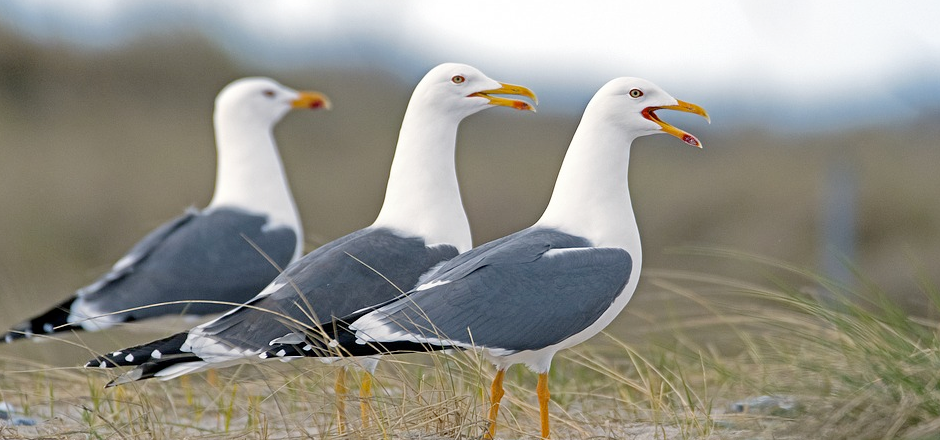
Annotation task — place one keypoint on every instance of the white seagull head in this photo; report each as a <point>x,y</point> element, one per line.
<point>631,103</point>
<point>462,90</point>
<point>265,100</point>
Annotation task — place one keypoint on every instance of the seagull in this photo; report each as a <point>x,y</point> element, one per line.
<point>421,224</point>
<point>204,261</point>
<point>522,298</point>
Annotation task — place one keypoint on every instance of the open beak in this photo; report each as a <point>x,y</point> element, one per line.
<point>312,100</point>
<point>509,89</point>
<point>682,106</point>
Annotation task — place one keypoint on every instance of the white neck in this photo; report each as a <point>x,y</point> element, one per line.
<point>591,198</point>
<point>250,175</point>
<point>423,198</point>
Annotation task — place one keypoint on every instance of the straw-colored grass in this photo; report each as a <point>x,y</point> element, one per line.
<point>852,366</point>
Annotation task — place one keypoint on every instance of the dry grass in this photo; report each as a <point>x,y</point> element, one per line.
<point>854,367</point>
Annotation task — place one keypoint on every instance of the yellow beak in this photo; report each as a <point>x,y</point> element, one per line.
<point>682,106</point>
<point>312,100</point>
<point>509,89</point>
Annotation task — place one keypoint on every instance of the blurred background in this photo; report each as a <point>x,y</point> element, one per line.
<point>823,148</point>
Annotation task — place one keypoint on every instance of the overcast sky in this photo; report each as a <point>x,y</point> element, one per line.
<point>850,60</point>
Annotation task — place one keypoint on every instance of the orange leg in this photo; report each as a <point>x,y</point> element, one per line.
<point>340,390</point>
<point>496,394</point>
<point>542,390</point>
<point>365,393</point>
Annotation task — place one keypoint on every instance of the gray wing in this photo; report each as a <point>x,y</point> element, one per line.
<point>141,250</point>
<point>218,255</point>
<point>512,295</point>
<point>365,268</point>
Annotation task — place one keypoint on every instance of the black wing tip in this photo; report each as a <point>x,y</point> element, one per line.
<point>54,320</point>
<point>141,354</point>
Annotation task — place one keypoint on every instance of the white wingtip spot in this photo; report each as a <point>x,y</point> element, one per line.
<point>432,284</point>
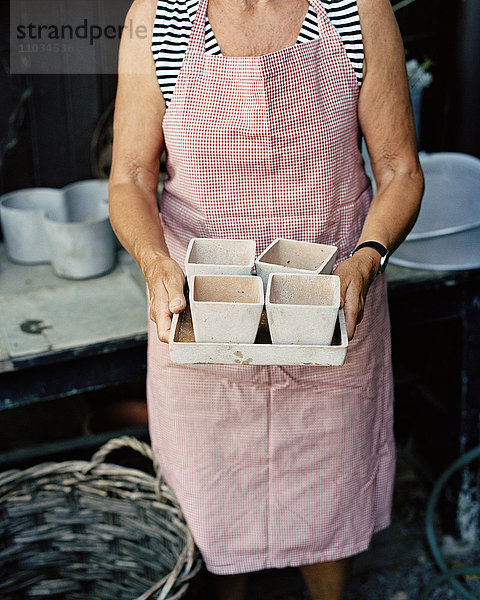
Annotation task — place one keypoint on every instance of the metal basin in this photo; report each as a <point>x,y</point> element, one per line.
<point>446,235</point>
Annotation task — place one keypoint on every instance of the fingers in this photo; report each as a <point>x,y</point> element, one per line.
<point>174,286</point>
<point>166,297</point>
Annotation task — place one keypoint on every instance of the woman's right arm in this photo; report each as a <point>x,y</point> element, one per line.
<point>137,146</point>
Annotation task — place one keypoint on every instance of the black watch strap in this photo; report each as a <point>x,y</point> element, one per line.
<point>380,248</point>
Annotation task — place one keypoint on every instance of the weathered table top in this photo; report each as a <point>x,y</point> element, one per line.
<point>42,314</point>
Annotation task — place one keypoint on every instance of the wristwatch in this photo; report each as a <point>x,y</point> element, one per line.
<point>380,248</point>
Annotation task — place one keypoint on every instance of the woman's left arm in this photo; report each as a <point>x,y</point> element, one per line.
<point>386,119</point>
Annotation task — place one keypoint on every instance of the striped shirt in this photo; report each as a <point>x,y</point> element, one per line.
<point>174,18</point>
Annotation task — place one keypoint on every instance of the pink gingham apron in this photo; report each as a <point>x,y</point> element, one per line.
<point>273,466</point>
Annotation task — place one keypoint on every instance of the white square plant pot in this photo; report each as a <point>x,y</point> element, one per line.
<point>209,256</point>
<point>292,256</point>
<point>226,308</point>
<point>301,308</point>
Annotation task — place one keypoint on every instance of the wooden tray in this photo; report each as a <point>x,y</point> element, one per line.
<point>184,349</point>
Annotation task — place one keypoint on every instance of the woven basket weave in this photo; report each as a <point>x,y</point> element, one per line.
<point>80,530</point>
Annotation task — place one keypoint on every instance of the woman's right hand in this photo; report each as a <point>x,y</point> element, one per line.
<point>166,283</point>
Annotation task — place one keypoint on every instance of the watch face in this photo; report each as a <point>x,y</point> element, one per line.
<point>384,262</point>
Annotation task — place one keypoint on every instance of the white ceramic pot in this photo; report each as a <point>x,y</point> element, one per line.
<point>83,247</point>
<point>302,309</point>
<point>226,308</point>
<point>292,256</point>
<point>68,227</point>
<point>22,214</point>
<point>208,256</point>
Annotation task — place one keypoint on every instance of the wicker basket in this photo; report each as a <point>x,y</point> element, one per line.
<point>79,530</point>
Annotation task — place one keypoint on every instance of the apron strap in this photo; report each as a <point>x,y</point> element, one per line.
<point>196,42</point>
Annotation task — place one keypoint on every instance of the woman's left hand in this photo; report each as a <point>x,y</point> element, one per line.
<point>356,275</point>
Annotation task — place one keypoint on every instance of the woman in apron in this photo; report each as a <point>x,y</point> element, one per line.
<point>273,466</point>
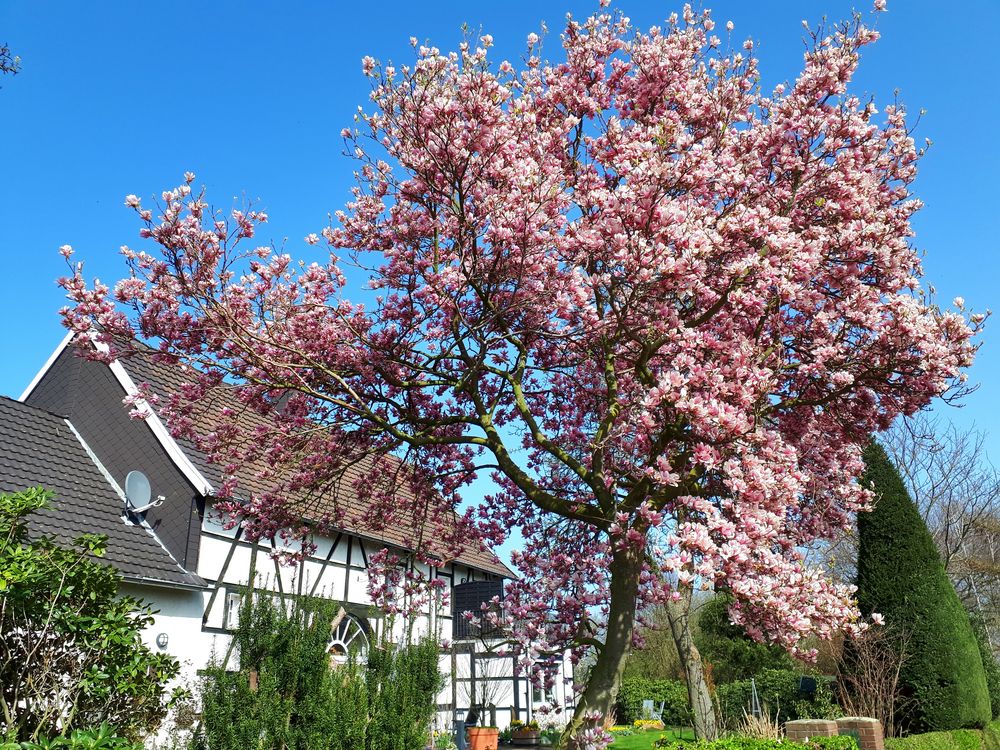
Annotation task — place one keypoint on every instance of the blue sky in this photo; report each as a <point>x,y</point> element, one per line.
<point>123,98</point>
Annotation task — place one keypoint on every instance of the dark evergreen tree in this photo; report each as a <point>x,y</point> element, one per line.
<point>990,664</point>
<point>900,575</point>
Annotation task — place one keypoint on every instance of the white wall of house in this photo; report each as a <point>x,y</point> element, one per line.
<point>198,624</point>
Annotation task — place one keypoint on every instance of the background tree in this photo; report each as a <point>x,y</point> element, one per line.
<point>942,684</point>
<point>957,490</point>
<point>665,308</point>
<point>71,656</point>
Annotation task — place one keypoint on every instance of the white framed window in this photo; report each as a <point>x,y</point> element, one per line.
<point>349,636</point>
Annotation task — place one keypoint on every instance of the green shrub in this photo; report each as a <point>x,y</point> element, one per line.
<point>300,703</point>
<point>634,690</point>
<point>778,690</point>
<point>959,739</point>
<point>731,652</point>
<point>900,575</point>
<point>71,651</point>
<point>752,743</point>
<point>101,738</point>
<point>990,665</point>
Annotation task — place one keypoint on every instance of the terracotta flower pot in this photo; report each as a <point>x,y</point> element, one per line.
<point>525,736</point>
<point>483,738</point>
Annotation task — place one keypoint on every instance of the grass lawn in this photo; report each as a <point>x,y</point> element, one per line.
<point>645,740</point>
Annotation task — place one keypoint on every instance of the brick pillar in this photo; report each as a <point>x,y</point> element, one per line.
<point>867,731</point>
<point>803,729</point>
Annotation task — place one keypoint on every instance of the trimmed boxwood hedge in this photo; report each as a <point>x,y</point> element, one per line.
<point>751,743</point>
<point>778,690</point>
<point>957,739</point>
<point>900,575</point>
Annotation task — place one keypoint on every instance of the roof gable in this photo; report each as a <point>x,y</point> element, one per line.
<point>38,448</point>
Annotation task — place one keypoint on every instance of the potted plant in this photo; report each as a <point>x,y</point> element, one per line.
<point>483,738</point>
<point>524,734</point>
<point>480,738</point>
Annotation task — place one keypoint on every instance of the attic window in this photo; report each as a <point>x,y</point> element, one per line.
<point>349,636</point>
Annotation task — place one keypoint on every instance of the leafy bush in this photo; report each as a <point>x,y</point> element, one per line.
<point>71,655</point>
<point>635,690</point>
<point>300,703</point>
<point>900,575</point>
<point>990,665</point>
<point>752,743</point>
<point>102,738</point>
<point>778,689</point>
<point>731,652</point>
<point>958,739</point>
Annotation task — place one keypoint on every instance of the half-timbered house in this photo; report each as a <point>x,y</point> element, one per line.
<point>70,432</point>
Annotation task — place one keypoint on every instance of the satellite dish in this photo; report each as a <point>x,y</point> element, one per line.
<point>138,492</point>
<point>137,489</point>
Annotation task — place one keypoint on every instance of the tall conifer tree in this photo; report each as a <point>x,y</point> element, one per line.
<point>900,575</point>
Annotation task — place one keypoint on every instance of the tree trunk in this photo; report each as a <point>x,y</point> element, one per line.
<point>679,615</point>
<point>597,701</point>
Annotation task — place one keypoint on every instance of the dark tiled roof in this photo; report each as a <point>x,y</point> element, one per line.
<point>165,379</point>
<point>38,448</point>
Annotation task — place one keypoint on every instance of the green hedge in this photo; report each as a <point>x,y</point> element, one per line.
<point>99,738</point>
<point>778,690</point>
<point>634,690</point>
<point>750,743</point>
<point>957,739</point>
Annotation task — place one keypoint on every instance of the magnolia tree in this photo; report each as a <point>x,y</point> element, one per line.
<point>663,308</point>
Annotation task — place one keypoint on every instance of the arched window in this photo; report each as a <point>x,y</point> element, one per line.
<point>349,636</point>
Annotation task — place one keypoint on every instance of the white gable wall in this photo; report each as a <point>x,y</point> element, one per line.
<point>198,624</point>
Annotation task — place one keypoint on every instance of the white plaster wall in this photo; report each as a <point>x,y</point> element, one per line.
<point>179,618</point>
<point>326,571</point>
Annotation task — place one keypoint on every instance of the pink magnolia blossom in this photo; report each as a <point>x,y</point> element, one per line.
<point>662,307</point>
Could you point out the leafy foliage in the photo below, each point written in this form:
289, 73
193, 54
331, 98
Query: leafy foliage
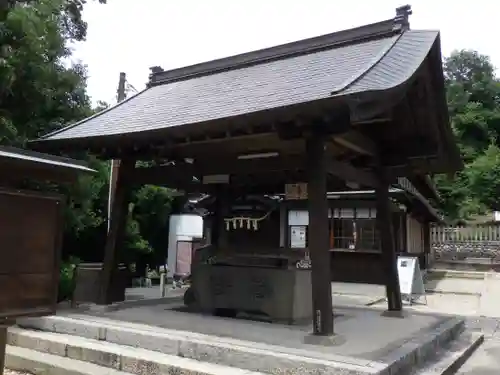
41, 92
474, 105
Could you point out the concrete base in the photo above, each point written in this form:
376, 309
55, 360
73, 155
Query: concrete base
333, 340
395, 314
372, 344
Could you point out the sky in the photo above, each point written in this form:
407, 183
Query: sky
133, 35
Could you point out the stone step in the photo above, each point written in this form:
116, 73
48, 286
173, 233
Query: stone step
58, 335
450, 358
253, 356
30, 350
38, 363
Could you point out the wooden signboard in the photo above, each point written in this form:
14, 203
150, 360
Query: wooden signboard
30, 240
296, 191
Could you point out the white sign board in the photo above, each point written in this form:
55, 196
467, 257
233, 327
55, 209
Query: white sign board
298, 237
411, 283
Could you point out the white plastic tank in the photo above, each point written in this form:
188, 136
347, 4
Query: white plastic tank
183, 229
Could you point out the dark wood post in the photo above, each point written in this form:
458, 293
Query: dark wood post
318, 241
385, 227
117, 225
3, 345
426, 228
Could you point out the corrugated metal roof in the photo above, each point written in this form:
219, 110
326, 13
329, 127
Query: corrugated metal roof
372, 64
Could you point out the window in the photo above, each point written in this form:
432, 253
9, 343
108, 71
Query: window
354, 229
368, 238
349, 229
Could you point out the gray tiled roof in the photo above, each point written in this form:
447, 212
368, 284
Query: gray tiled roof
367, 65
39, 160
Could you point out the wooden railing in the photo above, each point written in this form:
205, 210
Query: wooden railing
449, 235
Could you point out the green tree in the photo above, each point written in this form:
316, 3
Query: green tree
474, 104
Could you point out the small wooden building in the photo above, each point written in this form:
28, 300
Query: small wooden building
354, 241
366, 105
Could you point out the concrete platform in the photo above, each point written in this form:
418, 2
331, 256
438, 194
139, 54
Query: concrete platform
34, 351
374, 344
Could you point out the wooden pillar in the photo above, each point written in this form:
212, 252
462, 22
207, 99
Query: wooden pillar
222, 206
3, 345
385, 227
318, 238
117, 225
426, 228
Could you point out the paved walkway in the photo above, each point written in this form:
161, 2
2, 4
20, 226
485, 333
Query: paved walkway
476, 299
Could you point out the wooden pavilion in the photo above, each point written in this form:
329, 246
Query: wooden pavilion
365, 105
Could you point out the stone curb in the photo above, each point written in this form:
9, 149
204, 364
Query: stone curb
110, 356
459, 353
415, 352
215, 350
91, 307
21, 359
244, 354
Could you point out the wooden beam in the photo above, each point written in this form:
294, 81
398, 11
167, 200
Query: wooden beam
118, 220
318, 236
168, 175
385, 227
348, 172
178, 176
357, 142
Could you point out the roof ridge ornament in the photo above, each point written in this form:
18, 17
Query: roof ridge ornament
402, 19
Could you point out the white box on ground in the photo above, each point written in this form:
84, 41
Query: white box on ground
411, 283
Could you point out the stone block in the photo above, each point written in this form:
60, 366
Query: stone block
94, 353
32, 340
147, 340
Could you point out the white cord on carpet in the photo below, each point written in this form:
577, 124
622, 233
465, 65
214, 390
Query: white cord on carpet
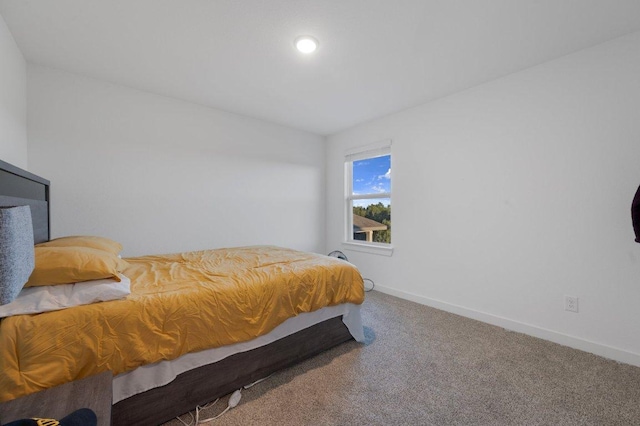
234, 399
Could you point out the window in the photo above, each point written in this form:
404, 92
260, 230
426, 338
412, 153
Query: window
368, 198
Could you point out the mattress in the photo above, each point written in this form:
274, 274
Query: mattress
159, 374
179, 304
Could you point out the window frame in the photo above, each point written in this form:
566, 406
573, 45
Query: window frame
379, 149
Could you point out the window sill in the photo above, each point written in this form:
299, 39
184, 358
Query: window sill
379, 249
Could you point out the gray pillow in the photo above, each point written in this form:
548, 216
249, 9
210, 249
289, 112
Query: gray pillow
16, 251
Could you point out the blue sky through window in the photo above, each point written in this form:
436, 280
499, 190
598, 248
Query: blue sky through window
372, 176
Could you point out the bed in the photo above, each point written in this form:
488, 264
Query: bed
183, 380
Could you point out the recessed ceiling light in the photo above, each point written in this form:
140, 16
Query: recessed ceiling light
306, 44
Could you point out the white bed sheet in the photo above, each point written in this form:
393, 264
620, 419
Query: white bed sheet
+ + + + + + +
- ABOUT THIS TASK -
I'd like every line with the string "below" copied from the listing.

- RESPONSE BOX -
Could you point out the leafy foliage in the photo below, each point written in this form:
Could you point out the white cord on carpet in the photo below, each point written in this form:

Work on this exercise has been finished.